» Description of the task
Print exactly the lines from the one that contains "Objective: a point on each instance of the green grass" through the final line of the entries below, both included, and nothing else; omit the pictures.

Image-grounded pointing data:
[Start of Attachment]
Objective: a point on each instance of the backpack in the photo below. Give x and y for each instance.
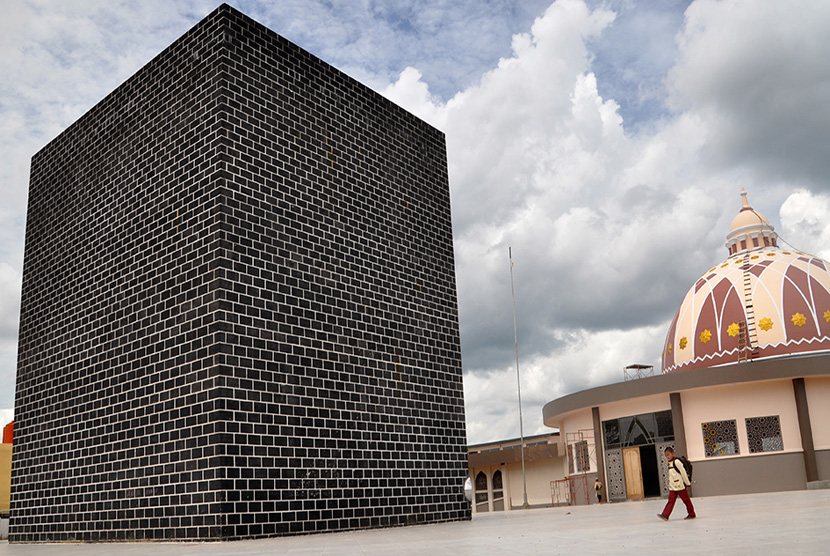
(687, 465)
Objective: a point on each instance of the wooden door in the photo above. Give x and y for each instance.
(633, 474)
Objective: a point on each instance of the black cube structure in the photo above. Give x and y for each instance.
(239, 313)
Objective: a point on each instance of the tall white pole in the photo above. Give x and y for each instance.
(518, 380)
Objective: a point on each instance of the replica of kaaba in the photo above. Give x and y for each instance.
(239, 314)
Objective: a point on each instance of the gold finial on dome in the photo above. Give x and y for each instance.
(750, 230)
(745, 201)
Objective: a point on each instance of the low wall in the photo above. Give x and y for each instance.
(744, 475)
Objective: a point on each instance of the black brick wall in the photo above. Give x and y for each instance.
(239, 313)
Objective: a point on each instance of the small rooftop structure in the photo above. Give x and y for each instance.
(635, 371)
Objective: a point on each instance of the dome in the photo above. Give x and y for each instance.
(760, 302)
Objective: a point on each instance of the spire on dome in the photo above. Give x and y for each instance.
(745, 201)
(750, 230)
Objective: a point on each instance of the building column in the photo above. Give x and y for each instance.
(806, 429)
(598, 448)
(677, 423)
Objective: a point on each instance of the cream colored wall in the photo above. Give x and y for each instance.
(636, 406)
(739, 401)
(818, 402)
(539, 474)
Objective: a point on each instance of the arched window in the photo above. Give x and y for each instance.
(482, 496)
(498, 492)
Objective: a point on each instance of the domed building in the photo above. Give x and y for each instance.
(744, 390)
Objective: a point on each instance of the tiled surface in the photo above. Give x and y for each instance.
(775, 523)
(239, 314)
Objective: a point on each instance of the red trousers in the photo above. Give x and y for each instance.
(684, 495)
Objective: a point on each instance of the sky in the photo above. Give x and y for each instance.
(605, 142)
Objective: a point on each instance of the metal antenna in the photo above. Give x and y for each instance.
(525, 505)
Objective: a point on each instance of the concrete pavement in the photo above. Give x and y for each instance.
(774, 523)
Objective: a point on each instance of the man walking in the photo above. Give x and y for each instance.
(678, 481)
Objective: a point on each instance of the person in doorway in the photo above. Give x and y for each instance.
(678, 481)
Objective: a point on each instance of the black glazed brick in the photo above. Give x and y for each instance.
(239, 313)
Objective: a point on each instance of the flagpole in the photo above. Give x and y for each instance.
(525, 505)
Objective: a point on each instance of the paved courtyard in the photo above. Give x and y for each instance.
(775, 523)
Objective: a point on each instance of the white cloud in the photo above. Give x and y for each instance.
(805, 222)
(756, 73)
(610, 221)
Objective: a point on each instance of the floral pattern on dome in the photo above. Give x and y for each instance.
(789, 290)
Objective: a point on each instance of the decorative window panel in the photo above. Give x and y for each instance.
(764, 434)
(583, 461)
(720, 438)
(570, 459)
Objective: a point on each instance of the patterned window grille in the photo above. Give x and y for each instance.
(764, 434)
(583, 460)
(720, 438)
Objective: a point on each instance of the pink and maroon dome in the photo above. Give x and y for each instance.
(761, 302)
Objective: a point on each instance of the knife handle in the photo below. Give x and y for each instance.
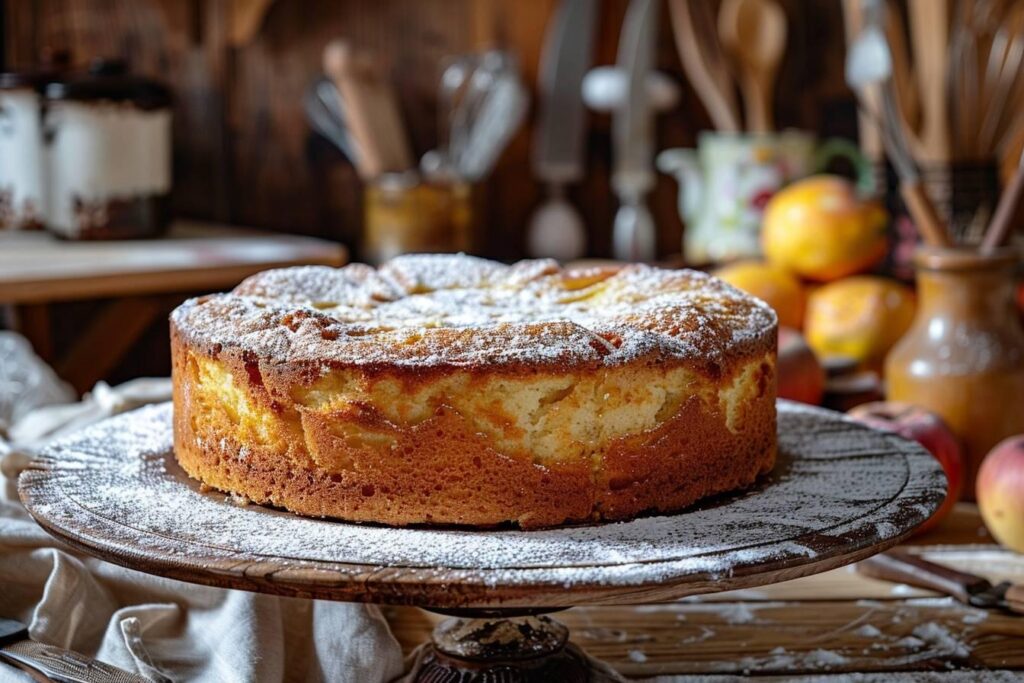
(64, 666)
(905, 568)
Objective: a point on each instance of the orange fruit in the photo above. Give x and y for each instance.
(820, 229)
(778, 288)
(858, 317)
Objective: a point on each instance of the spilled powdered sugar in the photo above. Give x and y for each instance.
(429, 310)
(823, 499)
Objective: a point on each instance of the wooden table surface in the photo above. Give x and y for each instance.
(828, 625)
(143, 279)
(36, 267)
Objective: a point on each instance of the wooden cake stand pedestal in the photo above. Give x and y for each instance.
(839, 493)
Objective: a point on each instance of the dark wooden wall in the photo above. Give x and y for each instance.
(244, 153)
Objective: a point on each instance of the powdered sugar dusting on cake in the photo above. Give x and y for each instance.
(824, 498)
(461, 310)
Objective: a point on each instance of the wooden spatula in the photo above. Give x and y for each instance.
(371, 111)
(753, 32)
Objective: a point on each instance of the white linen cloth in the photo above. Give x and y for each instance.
(163, 629)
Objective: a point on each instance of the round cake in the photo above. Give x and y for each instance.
(446, 389)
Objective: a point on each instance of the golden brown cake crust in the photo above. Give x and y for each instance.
(381, 395)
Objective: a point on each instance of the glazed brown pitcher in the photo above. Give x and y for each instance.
(964, 354)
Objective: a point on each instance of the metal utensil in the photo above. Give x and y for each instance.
(930, 39)
(323, 105)
(634, 235)
(1006, 210)
(54, 663)
(491, 113)
(899, 566)
(556, 228)
(604, 89)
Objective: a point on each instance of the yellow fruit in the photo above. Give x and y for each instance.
(773, 285)
(858, 317)
(820, 229)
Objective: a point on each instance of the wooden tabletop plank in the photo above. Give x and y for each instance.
(36, 267)
(829, 624)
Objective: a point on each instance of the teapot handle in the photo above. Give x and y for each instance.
(685, 167)
(837, 147)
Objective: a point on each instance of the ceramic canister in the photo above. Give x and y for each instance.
(109, 155)
(23, 181)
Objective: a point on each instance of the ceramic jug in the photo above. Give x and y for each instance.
(725, 183)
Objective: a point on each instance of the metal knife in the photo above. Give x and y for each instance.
(633, 175)
(556, 228)
(54, 663)
(898, 566)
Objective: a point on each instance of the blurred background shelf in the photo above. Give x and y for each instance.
(133, 284)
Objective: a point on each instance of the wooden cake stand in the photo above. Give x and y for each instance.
(840, 493)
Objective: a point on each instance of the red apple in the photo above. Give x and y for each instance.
(1000, 492)
(928, 429)
(800, 375)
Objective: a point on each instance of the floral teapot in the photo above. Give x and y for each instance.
(726, 182)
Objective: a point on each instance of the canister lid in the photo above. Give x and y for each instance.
(110, 80)
(54, 66)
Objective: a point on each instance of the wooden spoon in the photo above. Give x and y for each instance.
(930, 34)
(754, 33)
(705, 66)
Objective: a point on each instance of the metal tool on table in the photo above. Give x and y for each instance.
(492, 111)
(634, 236)
(55, 664)
(868, 65)
(324, 109)
(902, 567)
(371, 111)
(556, 228)
(438, 164)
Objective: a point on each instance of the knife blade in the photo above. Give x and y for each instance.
(556, 229)
(898, 566)
(568, 47)
(54, 663)
(633, 174)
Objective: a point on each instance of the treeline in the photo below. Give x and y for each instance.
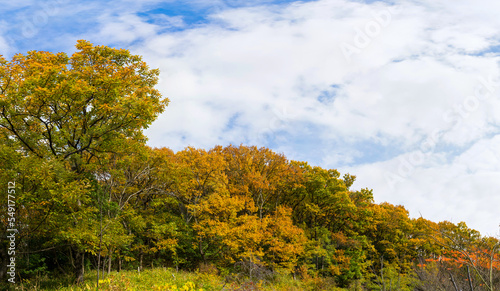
(233, 205)
(89, 194)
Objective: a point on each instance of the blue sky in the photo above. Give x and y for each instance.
(404, 96)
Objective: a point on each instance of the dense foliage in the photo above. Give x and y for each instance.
(91, 195)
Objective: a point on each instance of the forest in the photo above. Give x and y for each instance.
(82, 191)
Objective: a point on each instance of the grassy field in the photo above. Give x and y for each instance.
(168, 279)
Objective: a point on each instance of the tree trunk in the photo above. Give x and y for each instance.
(80, 267)
(109, 263)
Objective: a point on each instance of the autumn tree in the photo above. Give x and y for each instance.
(74, 111)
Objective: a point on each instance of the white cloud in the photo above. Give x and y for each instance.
(341, 84)
(400, 88)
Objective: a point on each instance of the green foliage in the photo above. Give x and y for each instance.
(93, 197)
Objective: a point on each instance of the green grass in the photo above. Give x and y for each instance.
(169, 279)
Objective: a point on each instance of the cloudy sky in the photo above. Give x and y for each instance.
(405, 96)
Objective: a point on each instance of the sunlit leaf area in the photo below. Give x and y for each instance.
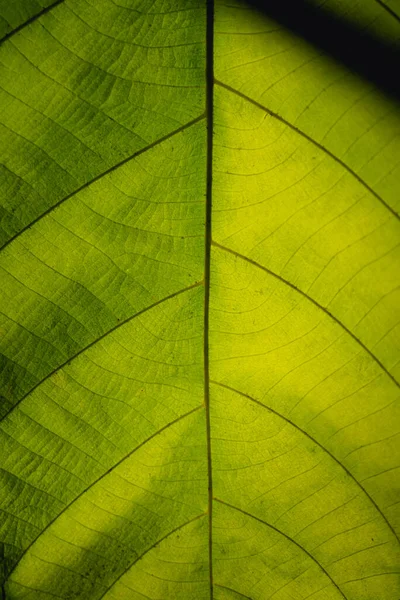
(199, 306)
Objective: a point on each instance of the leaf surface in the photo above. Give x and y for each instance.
(199, 310)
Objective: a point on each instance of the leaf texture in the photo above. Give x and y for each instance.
(199, 307)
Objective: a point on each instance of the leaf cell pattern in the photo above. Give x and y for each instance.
(199, 307)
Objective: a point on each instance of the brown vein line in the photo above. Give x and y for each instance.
(103, 174)
(207, 259)
(288, 538)
(310, 139)
(67, 506)
(388, 9)
(224, 587)
(151, 548)
(305, 295)
(31, 20)
(310, 437)
(71, 358)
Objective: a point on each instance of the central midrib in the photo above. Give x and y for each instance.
(207, 259)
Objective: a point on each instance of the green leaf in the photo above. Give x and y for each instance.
(200, 307)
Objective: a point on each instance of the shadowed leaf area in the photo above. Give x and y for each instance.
(199, 308)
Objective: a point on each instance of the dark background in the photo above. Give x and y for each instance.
(362, 52)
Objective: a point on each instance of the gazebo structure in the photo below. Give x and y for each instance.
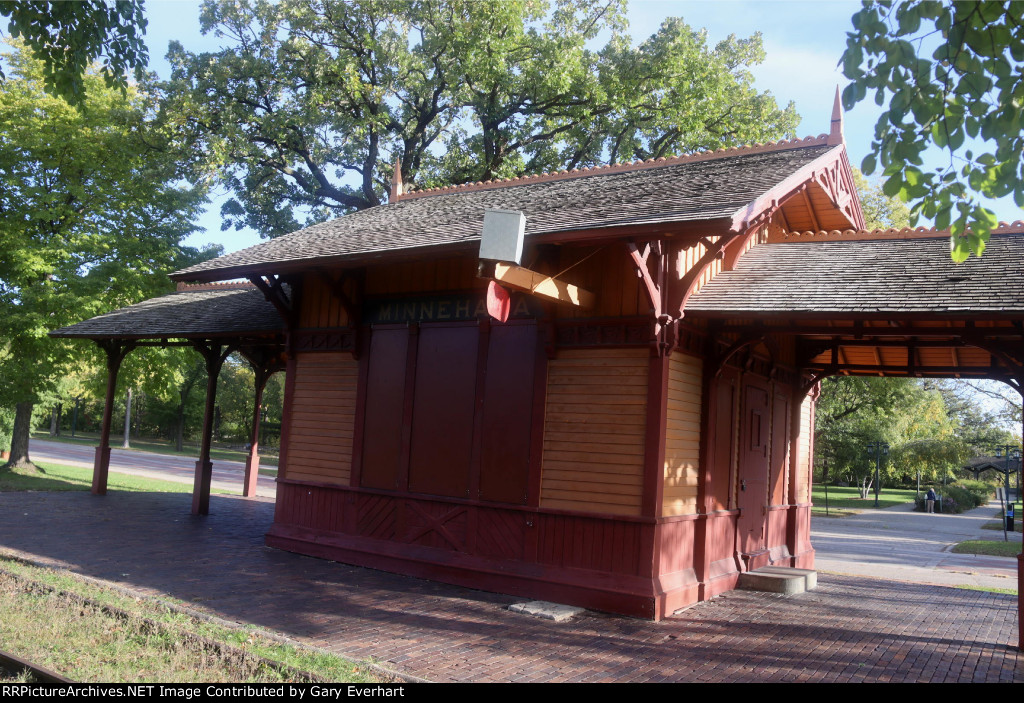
(639, 431)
[End of Attachment]
» Solution to this task
Objective: a point on each instance of the green grass in the photo above. Give x and y for each instance.
(169, 279)
Objective: a point on each instance of the cloudy sky in the photo above. Give x and y for each instance.
(405, 96)
Objective: a point on each instance of the sunlit leaf area in the photo below. Give x and y for each instance.
(199, 306)
Objective: a point on each instance of the leaf surface in the photo above. Give x and y for each instance.
(199, 310)
Objective: a point on each instance of the leaf texture in the photo above. Give x and y for each instance.
(199, 307)
Objective: a point on each instance of the leaf cell pattern in the photo above. Give x and y for each instance.
(199, 307)
Objective: a point on each instance of the brown vein line in the photo above. Give x and y for each instance.
(103, 174)
(207, 259)
(288, 538)
(310, 139)
(67, 506)
(388, 9)
(224, 587)
(151, 548)
(305, 295)
(31, 20)
(310, 437)
(71, 358)
Objective: a point on each instance of the central midrib in the photo above. Give x and y for each instance.
(207, 259)
Objective: a point on each instance of the green leaf in the photo above. Give x and y for each instance.
(200, 307)
Objective: a point on each instance of the shadowed leaf area in the photo above. Give x and y for each instance.
(199, 308)
Objective: a point on each instance of the dark background in the photo above. Give x and y for each instance.
(362, 52)
Objective: a point on each instance of the gazebo structure in the photo below. Give x and y for each instance.
(639, 431)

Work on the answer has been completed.